Tugas Latihan 1:
Cetak ulang seluruh kutipan tentang perjalanan Isra' tanpa perubahan apa pun.
Tugas Latihan 2:
Susun ulang bagian daftar dari baris yang memuat "Every ceiling fan motor" sampai dengan baris yang memuat "114;42;128;68", kedua ujungnya termasuk, menjadi tabel Markdown berkolom Nomor dan Baris, dengan Nomor berisi nomor urut dan baris kosong dilewati. Jangan sertakan baris daftar di luar rentang tersebut.

Perjalanan Isra’ dari Masjidil Haram ke
Masjidil Aqsha
2.2.1.
Kedatangan Jibril
dan Kendaraan Buraq
Menurut hadis sahih,
perjalanan ini dimulai ketika Jibril a.s. datang membawa Buraq,
seekor makhluk putih yang lebih besar dari keledai tetapi lebih kecil dari
bagal, dan mampu melangkah sejauh mata memandang.4 Rasulullah Saw.
bersabda:
"Aku dibawa oleh Buraq, seekor hewan
putih yang lebih panjang dari keledai tetapi lebih pendek dari bagal. Ia
melangkah sejauh yang bisa dilihat oleh pandangannya." (HR.
Muslim, no. 162)5
Jibril a.s. kemudian
membawa Nabi Saw. menuju Masjidil Aqsha dalam waktu yang
sangat singkat.
2.2.2.
Pertemuan dengan
Para Nabi di Baitul Maqdis
Setibanya di Masjidil
Aqsha, Rasulullah Saw. bertemu dengan para nabi terdahulu, di
antaranya Nabi Ibrahim, Musa, dan Isa a.s..

Kutipan data wilayah berlabel:
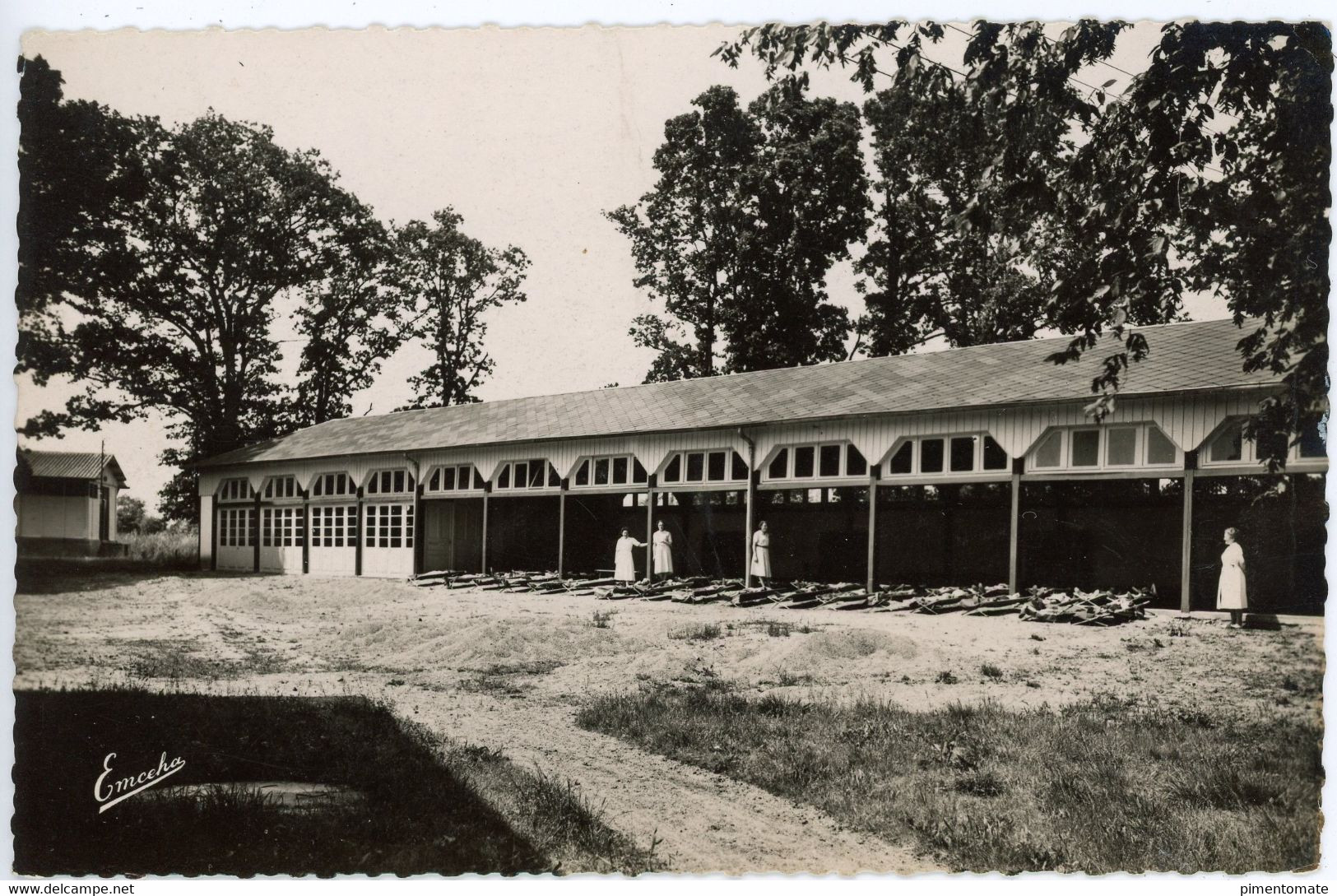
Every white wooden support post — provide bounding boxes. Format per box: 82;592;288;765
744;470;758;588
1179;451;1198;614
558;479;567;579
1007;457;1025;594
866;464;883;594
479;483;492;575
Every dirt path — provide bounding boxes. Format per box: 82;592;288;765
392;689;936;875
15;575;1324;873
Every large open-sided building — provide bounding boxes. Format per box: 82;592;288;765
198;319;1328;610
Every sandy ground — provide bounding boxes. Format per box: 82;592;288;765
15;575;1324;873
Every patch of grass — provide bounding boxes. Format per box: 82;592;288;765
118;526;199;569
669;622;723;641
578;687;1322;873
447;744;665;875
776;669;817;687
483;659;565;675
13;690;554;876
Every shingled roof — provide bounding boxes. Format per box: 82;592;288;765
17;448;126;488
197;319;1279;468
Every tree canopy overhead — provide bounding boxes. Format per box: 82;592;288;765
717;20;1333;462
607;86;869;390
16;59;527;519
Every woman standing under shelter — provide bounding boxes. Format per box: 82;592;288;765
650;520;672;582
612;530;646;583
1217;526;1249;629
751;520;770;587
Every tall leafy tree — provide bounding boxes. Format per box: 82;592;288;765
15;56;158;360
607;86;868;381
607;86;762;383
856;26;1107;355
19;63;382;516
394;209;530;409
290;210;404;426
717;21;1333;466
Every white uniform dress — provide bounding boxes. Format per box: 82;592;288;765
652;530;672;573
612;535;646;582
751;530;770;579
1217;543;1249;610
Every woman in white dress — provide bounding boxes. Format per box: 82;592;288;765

* * *

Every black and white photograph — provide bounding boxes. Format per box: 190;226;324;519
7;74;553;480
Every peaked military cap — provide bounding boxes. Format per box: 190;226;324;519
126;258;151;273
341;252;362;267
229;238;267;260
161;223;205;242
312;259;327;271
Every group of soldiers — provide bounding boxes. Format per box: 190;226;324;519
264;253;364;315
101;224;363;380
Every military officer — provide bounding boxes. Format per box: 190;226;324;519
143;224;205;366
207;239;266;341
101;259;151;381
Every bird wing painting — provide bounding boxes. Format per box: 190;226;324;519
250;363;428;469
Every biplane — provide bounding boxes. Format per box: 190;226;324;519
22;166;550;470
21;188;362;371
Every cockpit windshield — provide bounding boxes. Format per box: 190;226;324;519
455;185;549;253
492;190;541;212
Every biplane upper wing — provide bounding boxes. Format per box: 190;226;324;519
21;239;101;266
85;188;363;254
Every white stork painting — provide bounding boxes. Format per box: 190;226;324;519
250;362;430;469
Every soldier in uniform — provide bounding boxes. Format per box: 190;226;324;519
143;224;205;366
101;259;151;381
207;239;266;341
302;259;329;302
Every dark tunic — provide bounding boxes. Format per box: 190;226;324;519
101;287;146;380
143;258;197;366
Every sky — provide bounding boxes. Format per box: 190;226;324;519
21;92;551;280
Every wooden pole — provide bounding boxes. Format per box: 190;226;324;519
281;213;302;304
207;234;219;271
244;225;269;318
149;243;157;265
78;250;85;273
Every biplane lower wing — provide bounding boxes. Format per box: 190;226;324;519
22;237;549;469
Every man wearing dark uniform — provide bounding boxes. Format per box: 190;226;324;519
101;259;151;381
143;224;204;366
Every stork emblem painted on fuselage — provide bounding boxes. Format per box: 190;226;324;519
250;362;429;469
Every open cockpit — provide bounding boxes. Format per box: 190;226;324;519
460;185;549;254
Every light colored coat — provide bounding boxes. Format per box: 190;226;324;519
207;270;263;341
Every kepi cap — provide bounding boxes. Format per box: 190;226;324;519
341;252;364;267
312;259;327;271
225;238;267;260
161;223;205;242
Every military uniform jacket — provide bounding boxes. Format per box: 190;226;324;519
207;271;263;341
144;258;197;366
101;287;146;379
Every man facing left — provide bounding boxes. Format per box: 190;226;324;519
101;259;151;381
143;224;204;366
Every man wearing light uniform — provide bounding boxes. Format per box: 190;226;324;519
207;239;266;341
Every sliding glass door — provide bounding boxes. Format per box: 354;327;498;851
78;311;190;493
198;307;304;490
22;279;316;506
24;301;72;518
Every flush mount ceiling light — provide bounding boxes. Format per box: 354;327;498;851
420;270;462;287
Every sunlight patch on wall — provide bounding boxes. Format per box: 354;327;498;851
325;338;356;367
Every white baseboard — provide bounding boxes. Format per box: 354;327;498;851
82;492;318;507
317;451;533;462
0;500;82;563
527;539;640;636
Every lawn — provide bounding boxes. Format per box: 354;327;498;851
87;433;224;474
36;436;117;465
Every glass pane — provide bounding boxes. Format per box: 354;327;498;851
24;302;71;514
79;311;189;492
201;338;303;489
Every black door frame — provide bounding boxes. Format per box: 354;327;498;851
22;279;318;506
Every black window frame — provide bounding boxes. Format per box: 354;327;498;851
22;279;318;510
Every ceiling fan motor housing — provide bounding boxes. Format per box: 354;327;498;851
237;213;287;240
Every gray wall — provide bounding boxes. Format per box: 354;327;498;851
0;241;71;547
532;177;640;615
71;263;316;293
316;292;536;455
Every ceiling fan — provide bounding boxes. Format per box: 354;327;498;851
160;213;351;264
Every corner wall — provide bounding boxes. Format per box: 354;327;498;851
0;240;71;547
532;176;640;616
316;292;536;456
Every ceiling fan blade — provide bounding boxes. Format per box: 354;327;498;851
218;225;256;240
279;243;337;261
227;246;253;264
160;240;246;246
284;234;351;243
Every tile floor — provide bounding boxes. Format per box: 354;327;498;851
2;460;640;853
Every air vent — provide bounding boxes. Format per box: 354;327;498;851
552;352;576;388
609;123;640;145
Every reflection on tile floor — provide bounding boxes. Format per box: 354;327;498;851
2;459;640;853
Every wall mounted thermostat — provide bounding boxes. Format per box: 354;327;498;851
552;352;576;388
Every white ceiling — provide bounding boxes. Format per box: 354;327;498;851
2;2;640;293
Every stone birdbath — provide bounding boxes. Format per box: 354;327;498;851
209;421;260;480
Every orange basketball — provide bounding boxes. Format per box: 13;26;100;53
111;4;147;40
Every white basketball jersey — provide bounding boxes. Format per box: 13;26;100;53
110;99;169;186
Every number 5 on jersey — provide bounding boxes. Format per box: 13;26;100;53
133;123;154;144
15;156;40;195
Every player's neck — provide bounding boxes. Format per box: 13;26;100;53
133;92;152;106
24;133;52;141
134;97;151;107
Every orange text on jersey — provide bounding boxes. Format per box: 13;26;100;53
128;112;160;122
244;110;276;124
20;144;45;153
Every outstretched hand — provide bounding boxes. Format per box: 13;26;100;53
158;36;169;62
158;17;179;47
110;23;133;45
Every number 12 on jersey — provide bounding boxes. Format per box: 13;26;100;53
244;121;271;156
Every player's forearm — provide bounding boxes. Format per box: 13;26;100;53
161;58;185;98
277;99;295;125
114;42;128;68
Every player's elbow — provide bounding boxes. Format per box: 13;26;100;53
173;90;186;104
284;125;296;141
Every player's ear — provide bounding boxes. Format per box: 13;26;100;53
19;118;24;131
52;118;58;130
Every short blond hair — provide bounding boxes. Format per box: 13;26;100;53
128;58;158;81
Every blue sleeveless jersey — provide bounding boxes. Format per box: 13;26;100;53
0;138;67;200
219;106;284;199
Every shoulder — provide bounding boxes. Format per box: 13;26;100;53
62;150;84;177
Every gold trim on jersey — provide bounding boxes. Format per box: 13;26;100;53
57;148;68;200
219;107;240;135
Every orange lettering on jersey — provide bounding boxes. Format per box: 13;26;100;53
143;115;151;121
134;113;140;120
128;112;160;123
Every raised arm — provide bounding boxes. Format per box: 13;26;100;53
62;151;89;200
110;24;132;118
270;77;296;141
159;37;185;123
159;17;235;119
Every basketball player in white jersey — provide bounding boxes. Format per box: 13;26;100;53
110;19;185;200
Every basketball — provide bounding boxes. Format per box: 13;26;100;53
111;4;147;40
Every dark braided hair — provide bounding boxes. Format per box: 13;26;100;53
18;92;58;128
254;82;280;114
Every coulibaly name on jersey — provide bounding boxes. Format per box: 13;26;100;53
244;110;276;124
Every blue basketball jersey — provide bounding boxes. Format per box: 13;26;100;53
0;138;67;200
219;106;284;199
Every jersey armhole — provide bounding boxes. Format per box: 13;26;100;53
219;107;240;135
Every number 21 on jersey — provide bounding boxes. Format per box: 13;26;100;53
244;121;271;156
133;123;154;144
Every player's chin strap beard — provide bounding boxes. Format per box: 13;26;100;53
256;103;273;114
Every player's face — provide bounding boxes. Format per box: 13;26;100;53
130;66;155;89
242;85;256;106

==

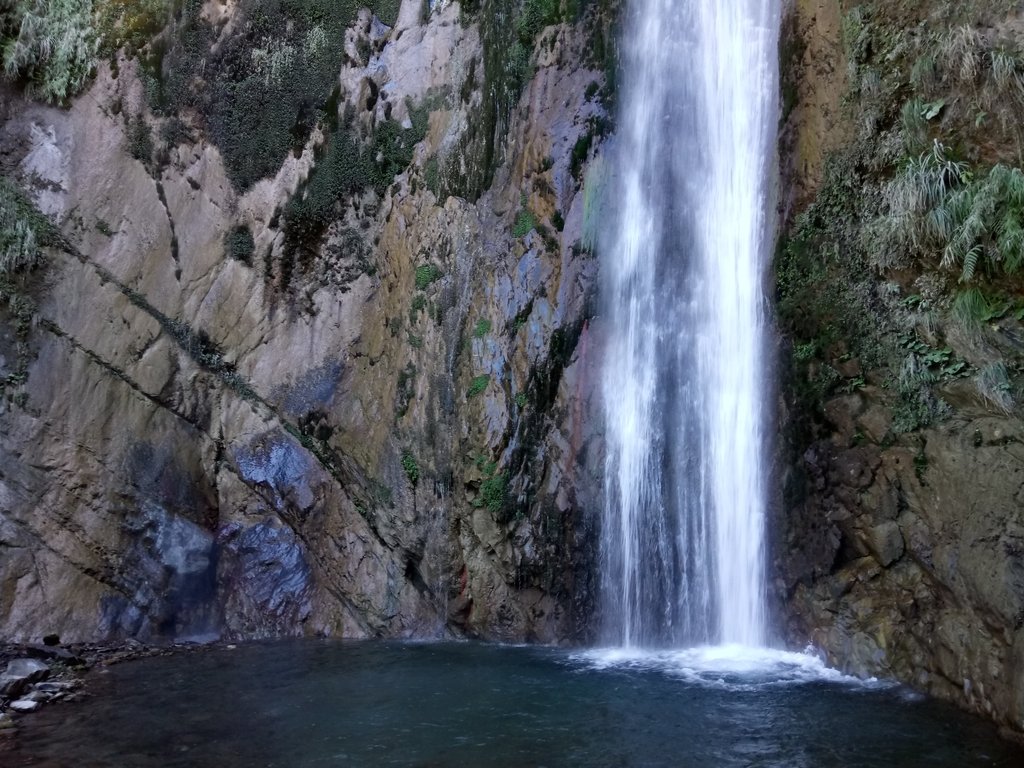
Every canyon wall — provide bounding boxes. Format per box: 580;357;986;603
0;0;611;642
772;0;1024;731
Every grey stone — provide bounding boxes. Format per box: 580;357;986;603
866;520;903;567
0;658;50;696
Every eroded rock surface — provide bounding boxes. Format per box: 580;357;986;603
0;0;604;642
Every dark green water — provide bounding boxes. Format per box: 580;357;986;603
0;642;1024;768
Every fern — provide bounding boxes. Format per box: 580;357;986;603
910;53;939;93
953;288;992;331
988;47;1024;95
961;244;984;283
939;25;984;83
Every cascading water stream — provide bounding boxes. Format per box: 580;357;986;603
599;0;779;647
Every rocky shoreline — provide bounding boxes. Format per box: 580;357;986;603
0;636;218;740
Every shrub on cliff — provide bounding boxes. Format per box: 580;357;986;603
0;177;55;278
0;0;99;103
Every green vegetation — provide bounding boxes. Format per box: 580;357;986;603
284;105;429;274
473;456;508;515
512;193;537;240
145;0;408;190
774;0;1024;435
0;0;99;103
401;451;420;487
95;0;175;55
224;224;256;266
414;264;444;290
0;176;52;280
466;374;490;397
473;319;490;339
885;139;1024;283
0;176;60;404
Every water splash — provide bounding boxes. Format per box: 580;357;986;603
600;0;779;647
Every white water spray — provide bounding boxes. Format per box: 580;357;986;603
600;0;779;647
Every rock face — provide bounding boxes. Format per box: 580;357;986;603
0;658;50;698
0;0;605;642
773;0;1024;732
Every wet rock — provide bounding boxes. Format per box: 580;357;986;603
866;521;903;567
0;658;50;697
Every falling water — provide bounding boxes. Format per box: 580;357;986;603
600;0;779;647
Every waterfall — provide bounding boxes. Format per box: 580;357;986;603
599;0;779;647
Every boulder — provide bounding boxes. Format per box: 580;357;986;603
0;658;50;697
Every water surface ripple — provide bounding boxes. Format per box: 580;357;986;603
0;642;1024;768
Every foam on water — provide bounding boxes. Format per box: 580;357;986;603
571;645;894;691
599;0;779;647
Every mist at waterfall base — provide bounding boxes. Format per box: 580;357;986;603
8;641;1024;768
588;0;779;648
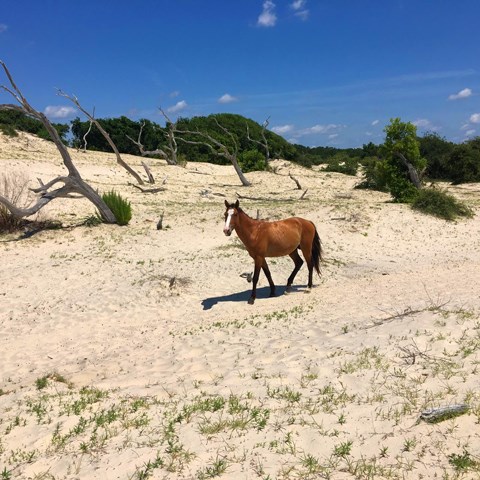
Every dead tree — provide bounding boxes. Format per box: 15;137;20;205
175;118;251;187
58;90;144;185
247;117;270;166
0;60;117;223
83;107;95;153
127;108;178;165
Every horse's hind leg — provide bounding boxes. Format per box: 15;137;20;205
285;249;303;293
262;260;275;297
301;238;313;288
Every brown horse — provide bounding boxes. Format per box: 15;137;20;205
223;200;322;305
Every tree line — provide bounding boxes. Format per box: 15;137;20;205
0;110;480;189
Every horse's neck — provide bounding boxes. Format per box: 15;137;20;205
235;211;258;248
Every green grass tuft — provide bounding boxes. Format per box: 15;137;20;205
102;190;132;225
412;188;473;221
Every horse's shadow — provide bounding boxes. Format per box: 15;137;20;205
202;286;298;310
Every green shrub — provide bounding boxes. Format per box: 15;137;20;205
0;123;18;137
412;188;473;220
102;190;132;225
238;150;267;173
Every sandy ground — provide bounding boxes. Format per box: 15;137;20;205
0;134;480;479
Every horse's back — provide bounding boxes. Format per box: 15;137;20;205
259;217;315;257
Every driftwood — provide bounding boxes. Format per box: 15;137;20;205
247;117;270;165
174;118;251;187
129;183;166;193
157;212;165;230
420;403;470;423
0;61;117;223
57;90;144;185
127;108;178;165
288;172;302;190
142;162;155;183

Jawaban 1:
Perjalanan Isra’ dari Masjidil Haram ke
Masjidil Aqsha
2.2.1.
Kedatangan Jibril
dan Kendaraan Buraq
Menurut hadis sahih,
perjalanan ini dimulai ketika Jibril a.s. datang membawa Buraq,
seekor makhluk putih yang lebih besar dari keledai tetapi lebih kecil dari
bagal, dan mampu melangkah sejauh mata memandang.4 Rasulullah Saw.
bersabda:
"Aku dibawa oleh Buraq, seekor hewan
putih yang lebih panjang dari keledai tetapi lebih pendek dari bagal. Ia
melangkah sejauh yang bisa dilihat oleh pandangannya." (HR.
Muslim, no. 162)5
Jibril a.s. kemudian
membawa Nabi Saw. menuju Masjidil Aqsha dalam waktu yang
sangat singkat.
2.2.2.
Pertemuan dengan
Para Nabi di Baitul Maqdis
Setibanya di Masjidil
Aqsha, Rasulullah Saw. bertemu dengan para nabi terdahulu, di
antaranya Nabi Ibrahim, Musa, dan Isa a.s..

Jawaban 2:
| Nomor | Baris |
|---|---|
| 1 | Every ceiling fan motor housing — provide bounding boxes. Format per box: 354;327;498;851 |
| 2 | 237;213;287;240 |
| 3 | Every gray wall — provide bounding boxes. Format per box: 354;327;498;851 |
| 4 | 0;241;71;547 |
| 5 | 532;177;640;615 |
| 6 | 71;263;316;293 |
| 7 | 316;292;536;455 |
| 8 | Every ceiling fan — provide bounding boxes. Format per box: 354;327;498;851 |
| 9 | 160;213;351;264 |
| 10 | Every corner wall — provide bounding boxes. Format per box: 354;327;498;851 |
| 11 | 0;240;71;547 |
| 12 | 532;176;640;616 |
| 13 | 316;292;536;456 |
| 14 | Every ceiling fan blade — provide bounding boxes. Format per box: 354;327;498;851 |
| 15 | 218;225;256;240 |
| 16 | 279;243;337;261 |
| 17 | 227;246;253;264 |
| 18 | 160;240;246;246 |
| 19 | 284;234;351;243 |
| 20 | Every tile floor — provide bounding boxes. Format per box: 354;327;498;851 |
| 21 | 2;460;640;853 |
| 22 | Every air vent — provide bounding boxes. Format per box: 354;327;498;851 |
| 23 | 552;352;576;388 |
| 24 | 609;123;640;145 |
| 25 | Every reflection on tile floor — provide bounding boxes. Format per box: 354;327;498;851 |
| 26 | 2;459;640;853 |
| 27 | Every wall mounted thermostat — provide bounding boxes. Format per box: 354;327;498;851 |
| 28 | 552;352;576;388 |
| 29 | Every white ceiling — provide bounding boxes. Format per box: 354;327;498;851 |
| 30 | 2;2;640;293 |
| 31 | Every stone birdbath — provide bounding boxes. Format per box: 354;327;498;851 |
| 32 | 209;421;260;480 |
| 33 | Every orange basketball — provide bounding boxes. Format per box: 13;26;100;53 |
| 34 | 111;4;147;40 |
| 35 | Every white basketball jersey — provide bounding boxes. Format per box: 13;26;100;53 |
| 36 | 110;99;169;186 |
| 37 | Every number 5 on jersey — provide bounding boxes. Format per box: 13;26;100;53 |
| 38 | 133;123;154;144 |
| 39 | 15;156;40;195 |
| 40 | Every player's neck — provide bounding boxes. Format per box: 13;26;100;53 |
| 41 | 133;92;152;106 |
| 42 | 24;133;52;141 |
| 43 | 134;97;151;107 |
| 44 | Every orange text on jersey — provide bounding boxes. Format per box: 13;26;100;53 |
| 45 | 128;112;160;122 |
| 46 | 244;110;276;124 |
| 47 | 20;144;45;153 |
| 48 | Every outstretched hand — provide bounding boxes. Format per box: 13;26;100;53 |
| 49 | 158;36;169;62 |
| 50 | 158;17;179;47 |
| 51 | 110;23;133;45 |
| 52 | Every number 12 on jersey — provide bounding boxes. Format per box: 13;26;100;53 |
| 53 | 244;121;271;156 |
| 54 | Every player's forearm — provide bounding boxes. Format per box: 13;26;100;53 |
| 55 | 161;58;185;98 |
| 56 | 277;99;295;125 |
| 57 | 114;42;128;68 |